= WRITTEN TASK 1 =
Report every line in the records below that contains the string "strings", matching case exactly.
# SELECTED PASSAGE start
It’s not entirely clear how long Palpatine served as a Sith Apprentice, but if the Sith follow a model similar to the Jedi, he would have been in training as a child (of course, the Sith do a lot of things very differently to the Jedi, so who knows?). During this time he would become one of the potent Force users the galaxy had ever known, but perhaps more importantly, he would learn when not to wield his powers – which I personally consider to be his greatest strength.
At some point prior to the events of The Phantom Menace Palpatine contacted the Trade Federation in his guise as Darth Sidious, and made arrangements to have his home world blockaded. As the film progressed, we saw Palpatine adapt his plan as and when he needed to (he was smart enough to be prepared for variables). It would seem likely his original plan was for Queen Amidala to be a martyr for his cause; her death would be the catalyst for his bid to become Chancellor of the Republic. The interference of the Jedi meant he couldn’t take advantage of this, but when Amidala was brought to Coruscant, Palpatine used her directly to call for a vote of no confidence in the existing Chancellor. This may have even been more effective than doing so himself.
# SELECTED PASSAGE end
# RECORDS start
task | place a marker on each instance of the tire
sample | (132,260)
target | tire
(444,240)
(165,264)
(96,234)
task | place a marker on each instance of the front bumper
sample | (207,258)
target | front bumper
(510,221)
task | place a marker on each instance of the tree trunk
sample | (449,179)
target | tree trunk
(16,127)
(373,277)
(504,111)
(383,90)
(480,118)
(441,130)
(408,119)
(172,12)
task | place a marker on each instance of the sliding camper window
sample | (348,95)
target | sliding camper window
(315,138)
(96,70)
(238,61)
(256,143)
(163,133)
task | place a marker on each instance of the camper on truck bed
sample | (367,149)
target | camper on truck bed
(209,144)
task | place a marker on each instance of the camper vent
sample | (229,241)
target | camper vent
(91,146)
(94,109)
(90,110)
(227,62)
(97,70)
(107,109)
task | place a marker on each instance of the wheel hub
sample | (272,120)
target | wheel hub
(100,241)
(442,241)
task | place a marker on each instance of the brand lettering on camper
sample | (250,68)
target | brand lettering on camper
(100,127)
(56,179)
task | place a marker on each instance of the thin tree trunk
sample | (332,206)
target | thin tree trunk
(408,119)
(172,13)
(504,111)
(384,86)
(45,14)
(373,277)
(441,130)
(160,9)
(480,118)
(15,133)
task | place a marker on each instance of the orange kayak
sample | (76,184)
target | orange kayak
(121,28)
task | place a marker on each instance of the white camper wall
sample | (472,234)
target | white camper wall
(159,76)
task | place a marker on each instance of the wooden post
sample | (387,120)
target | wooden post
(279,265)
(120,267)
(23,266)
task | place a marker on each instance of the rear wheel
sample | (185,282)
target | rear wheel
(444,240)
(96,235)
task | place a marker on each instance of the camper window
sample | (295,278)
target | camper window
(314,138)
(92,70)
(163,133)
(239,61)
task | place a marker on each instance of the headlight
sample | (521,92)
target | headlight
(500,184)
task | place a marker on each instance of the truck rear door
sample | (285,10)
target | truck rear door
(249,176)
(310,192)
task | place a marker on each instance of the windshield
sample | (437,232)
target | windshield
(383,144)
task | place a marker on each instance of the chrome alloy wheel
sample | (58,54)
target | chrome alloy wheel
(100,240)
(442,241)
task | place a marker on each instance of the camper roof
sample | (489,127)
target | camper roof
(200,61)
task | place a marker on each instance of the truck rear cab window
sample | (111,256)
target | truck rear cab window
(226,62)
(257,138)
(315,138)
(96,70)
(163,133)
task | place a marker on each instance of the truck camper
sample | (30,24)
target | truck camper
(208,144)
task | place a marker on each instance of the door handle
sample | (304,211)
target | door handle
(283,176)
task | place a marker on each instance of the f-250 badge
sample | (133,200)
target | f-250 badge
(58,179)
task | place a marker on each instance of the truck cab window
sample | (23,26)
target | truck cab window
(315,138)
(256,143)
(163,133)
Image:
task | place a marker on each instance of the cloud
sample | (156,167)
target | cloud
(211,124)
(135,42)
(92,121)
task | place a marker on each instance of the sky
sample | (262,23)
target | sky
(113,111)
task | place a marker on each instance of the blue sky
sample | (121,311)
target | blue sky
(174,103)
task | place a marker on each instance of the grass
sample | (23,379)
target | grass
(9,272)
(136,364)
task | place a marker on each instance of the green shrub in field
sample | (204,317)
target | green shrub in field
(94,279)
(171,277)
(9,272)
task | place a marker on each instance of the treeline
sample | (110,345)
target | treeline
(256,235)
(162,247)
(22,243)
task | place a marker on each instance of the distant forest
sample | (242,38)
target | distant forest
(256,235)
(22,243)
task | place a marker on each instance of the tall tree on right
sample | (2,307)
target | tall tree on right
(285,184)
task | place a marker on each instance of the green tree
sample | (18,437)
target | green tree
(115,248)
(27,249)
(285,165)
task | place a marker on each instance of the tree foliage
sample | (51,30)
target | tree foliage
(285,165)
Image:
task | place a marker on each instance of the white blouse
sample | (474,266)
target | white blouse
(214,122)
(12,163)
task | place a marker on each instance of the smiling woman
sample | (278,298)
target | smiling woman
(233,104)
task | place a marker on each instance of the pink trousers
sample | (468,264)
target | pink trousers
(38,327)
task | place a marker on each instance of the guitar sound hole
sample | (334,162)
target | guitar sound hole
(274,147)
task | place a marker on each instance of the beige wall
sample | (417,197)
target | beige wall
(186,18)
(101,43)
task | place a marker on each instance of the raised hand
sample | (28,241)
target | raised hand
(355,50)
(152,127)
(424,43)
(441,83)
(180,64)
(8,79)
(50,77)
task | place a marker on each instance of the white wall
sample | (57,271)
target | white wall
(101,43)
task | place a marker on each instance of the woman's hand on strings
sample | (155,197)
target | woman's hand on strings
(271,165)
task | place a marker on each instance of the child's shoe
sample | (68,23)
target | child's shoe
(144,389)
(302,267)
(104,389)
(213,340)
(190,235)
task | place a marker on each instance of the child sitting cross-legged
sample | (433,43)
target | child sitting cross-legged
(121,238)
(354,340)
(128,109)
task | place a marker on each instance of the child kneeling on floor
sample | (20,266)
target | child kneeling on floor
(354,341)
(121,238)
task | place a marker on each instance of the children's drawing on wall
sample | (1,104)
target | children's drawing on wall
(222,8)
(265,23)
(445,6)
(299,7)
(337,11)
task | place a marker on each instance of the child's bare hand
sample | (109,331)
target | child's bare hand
# RECORDS end
= WRITTEN TASK 2 =
Echo the passage on Palpatine above word for word, in full.

= COMPLETE ANSWER 1 =
task | place a marker on each instance of the woman's hand on strings
target | woman's hand on strings

= COMPLETE ANSWER 2 =
It’s not entirely clear how long Palpatine served as a Sith Apprentice, but if the Sith follow a model similar to the Jedi, he would have been in training as a child (of course, the Sith do a lot of things very differently to the Jedi, so who knows?). During this time he would become one of the potent Force users the galaxy had ever known, but perhaps more importantly, he would learn when not to wield his powers – which I personally consider to be his greatest strength.
At some point prior to the events of The Phantom Menace Palpatine contacted the Trade Federation in his guise as Darth Sidious, and made arrangements to have his home world blockaded. As the film progressed, we saw Palpatine adapt his plan as and when he needed to (he was smart enough to be prepared for variables). It would seem likely his original plan was for Queen Amidala to be a martyr for his cause; her death would be the catalyst for his bid to become Chancellor of the Republic. The interference of the Jedi meant he couldn’t take advantage of this, but when Amidala was brought to Coruscant, Palpatine used her directly to call for a vote of no confidence in the existing Chancellor. This may have even been more effective than doing so himself.